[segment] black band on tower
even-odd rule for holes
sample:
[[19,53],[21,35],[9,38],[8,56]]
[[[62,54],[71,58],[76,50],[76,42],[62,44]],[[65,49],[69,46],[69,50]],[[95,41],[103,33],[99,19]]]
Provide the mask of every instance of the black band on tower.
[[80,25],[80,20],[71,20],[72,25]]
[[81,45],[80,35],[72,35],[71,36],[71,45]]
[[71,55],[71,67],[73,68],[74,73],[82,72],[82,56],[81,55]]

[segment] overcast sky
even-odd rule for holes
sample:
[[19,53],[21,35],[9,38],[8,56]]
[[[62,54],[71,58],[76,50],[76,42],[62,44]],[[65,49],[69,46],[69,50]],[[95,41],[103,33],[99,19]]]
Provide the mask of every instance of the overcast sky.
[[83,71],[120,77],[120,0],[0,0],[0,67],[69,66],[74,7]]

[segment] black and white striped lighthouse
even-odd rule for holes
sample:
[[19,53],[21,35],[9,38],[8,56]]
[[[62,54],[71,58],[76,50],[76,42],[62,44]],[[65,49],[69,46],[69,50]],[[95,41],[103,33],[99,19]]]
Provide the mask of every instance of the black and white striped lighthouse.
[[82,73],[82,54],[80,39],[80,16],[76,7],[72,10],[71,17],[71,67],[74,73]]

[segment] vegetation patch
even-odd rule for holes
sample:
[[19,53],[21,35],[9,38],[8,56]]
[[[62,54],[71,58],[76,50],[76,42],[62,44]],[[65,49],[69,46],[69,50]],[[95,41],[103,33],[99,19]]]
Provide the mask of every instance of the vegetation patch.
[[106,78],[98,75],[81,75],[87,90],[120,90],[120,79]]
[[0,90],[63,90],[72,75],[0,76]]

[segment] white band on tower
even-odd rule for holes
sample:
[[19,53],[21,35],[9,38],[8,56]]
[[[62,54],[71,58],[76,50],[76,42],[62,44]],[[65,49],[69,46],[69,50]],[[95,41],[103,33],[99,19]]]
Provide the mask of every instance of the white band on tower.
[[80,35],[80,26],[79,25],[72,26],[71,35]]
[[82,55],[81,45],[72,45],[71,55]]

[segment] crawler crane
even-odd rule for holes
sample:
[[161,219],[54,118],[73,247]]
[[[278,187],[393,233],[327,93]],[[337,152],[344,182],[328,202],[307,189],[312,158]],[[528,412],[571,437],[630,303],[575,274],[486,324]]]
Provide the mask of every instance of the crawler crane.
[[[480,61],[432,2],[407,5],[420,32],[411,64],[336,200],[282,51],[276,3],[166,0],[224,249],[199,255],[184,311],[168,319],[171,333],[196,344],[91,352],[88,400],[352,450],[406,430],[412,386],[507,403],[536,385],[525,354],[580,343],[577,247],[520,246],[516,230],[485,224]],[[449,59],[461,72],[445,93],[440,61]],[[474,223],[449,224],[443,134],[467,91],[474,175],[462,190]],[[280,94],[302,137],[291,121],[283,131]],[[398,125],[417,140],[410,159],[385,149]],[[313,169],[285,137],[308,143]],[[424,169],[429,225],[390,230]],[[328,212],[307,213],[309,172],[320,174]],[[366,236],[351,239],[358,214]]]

» **WHAT YOU NEED TO DO**: Every line holding the word "segment" should be copied out of the records above.

» **SOLVED EXERCISE**:
[segment] black band on tower
[segment] overcast sky
[segment] black and white striped lighthouse
[segment] vegetation patch
[segment] white band on tower
[segment] crawler crane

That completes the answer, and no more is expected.